Input data: Begin
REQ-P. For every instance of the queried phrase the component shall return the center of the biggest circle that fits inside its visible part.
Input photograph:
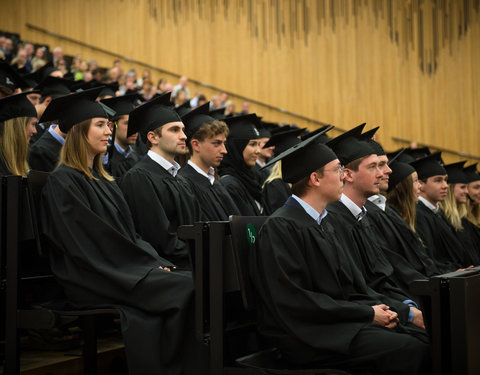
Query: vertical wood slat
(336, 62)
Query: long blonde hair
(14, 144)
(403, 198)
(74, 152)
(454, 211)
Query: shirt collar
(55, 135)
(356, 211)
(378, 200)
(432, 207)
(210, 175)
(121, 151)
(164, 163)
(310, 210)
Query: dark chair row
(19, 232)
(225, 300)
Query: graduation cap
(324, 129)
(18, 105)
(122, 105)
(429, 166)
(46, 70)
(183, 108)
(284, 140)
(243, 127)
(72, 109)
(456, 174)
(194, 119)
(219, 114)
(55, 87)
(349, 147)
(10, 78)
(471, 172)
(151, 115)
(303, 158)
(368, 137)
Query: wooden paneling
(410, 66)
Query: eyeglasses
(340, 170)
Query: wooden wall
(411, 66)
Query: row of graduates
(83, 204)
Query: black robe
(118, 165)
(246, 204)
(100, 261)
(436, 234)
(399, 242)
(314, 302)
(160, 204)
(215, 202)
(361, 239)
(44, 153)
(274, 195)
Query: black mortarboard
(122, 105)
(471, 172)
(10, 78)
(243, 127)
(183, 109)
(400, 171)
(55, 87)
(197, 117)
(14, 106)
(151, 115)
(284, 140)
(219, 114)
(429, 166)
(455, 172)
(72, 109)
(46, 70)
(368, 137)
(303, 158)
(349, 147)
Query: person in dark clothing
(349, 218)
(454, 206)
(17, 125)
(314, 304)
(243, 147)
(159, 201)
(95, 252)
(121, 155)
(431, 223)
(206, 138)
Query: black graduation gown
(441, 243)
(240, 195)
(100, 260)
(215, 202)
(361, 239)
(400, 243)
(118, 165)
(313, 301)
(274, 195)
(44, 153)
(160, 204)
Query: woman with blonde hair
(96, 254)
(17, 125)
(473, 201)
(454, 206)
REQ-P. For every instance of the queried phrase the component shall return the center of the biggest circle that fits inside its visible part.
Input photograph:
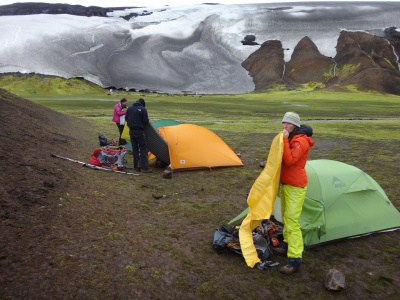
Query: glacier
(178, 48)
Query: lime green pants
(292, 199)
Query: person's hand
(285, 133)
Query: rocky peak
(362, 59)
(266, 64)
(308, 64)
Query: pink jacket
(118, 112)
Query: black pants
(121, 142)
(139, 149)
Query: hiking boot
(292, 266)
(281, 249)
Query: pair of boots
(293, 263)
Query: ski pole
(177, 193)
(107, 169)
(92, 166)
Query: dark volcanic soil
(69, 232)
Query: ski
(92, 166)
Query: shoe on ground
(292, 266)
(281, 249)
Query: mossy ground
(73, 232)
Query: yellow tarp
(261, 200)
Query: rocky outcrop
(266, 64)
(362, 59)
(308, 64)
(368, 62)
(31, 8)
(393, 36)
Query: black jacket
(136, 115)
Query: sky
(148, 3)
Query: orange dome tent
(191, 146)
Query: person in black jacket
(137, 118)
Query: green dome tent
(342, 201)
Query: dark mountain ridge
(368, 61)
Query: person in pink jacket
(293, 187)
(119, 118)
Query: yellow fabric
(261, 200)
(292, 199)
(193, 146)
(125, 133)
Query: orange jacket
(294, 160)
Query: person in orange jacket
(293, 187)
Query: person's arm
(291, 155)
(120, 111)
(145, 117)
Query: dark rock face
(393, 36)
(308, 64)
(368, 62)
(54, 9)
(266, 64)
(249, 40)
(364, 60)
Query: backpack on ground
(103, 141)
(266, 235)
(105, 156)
Input data: End
Input data: Begin
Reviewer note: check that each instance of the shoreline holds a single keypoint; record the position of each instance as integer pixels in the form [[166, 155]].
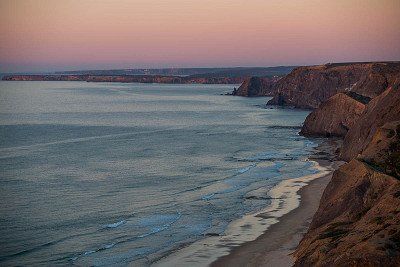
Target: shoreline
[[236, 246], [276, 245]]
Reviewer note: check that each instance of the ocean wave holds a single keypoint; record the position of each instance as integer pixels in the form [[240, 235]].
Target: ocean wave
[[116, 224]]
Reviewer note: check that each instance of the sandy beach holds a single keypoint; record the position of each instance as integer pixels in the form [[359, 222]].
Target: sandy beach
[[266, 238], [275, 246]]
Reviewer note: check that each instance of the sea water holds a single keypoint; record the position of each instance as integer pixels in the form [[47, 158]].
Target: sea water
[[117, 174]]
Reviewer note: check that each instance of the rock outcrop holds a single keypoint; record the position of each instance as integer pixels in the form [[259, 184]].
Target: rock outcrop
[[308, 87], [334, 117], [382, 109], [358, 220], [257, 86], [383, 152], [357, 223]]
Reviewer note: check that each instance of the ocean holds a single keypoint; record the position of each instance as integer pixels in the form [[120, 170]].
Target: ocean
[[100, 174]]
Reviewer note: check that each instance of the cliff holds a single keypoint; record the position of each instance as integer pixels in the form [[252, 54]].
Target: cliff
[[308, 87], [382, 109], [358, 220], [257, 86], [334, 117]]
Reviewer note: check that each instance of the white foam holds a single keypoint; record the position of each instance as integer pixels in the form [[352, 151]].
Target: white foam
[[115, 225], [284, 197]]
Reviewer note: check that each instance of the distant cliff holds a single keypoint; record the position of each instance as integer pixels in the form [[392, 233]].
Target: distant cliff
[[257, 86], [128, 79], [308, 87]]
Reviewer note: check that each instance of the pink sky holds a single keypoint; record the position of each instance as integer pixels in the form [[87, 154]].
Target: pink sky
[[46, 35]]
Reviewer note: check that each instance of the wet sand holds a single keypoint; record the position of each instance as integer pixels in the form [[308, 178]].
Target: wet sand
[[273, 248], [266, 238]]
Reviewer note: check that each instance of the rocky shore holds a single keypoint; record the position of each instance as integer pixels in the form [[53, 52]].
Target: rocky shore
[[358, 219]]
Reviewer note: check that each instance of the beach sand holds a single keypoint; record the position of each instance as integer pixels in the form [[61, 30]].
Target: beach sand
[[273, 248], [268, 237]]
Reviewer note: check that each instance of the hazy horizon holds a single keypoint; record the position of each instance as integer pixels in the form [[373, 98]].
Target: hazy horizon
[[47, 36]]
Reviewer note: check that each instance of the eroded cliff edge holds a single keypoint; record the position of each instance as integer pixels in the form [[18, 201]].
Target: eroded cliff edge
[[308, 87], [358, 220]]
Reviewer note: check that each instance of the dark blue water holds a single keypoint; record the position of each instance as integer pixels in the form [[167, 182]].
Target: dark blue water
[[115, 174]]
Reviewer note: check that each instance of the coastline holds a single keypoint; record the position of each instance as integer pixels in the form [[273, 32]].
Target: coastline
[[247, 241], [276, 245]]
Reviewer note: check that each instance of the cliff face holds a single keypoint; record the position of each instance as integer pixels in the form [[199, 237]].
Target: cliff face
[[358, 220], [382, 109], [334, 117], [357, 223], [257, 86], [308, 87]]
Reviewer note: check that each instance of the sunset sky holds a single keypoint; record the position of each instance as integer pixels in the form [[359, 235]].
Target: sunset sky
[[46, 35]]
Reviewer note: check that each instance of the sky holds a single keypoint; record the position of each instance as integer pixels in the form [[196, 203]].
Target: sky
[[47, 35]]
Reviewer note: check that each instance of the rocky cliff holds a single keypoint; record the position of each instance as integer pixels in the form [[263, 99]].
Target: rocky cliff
Input data: End
Input data: Begin
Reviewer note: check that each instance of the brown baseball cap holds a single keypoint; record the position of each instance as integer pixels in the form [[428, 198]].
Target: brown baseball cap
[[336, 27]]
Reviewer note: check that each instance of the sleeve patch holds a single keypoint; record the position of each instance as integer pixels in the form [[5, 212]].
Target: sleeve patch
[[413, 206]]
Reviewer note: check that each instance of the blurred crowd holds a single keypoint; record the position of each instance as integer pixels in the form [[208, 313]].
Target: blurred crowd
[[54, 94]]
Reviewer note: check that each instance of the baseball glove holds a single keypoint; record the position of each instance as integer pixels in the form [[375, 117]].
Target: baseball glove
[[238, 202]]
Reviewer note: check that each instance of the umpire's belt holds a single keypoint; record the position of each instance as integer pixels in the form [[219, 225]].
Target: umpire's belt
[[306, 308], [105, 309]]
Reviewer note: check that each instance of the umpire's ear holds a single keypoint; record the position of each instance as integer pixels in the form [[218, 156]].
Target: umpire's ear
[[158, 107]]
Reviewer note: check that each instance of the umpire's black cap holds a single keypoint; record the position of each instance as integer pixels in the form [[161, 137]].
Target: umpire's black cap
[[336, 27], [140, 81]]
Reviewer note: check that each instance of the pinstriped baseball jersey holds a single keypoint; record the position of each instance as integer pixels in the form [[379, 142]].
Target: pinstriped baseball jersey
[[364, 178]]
Input data: End
In the entries above, the lines between the one holding "Reviewer note: check that each instance of the sea" and the one holding "Reviewer note: check that each instance of the white", inclusive, are to be printed exactly as written, and those alone.

* _Response box_:
Reviewer note: check that each instance of the sea water holds a single keypoint; record the position of each instance as integer pixels in the form [[47, 158]].
Target: sea water
[[117, 174]]
Reviewer note: check that each instance of the rock outcrop holds a single keypoint; record the position of each instance as integer pixels in the form [[259, 184]].
Target: rock outcrop
[[308, 87], [334, 117], [382, 109], [358, 220], [257, 86], [383, 152], [357, 223]]
Reviewer note: check that each instance of the ocean holds a single keypoint; record the position of each instance as integer pixels in the form [[120, 170]].
Target: ocean
[[100, 174]]
Reviewer note: check that each instance of the cliff holds a single keypoint; record the position of each instance as integer pixels in the form [[252, 54]].
Target: cliff
[[308, 87], [382, 109], [358, 220], [257, 86], [334, 117]]
Reviewer note: check that each instance of the white foam holds a single keypoint; record the position of each instance as integer pixels in the form [[352, 151]].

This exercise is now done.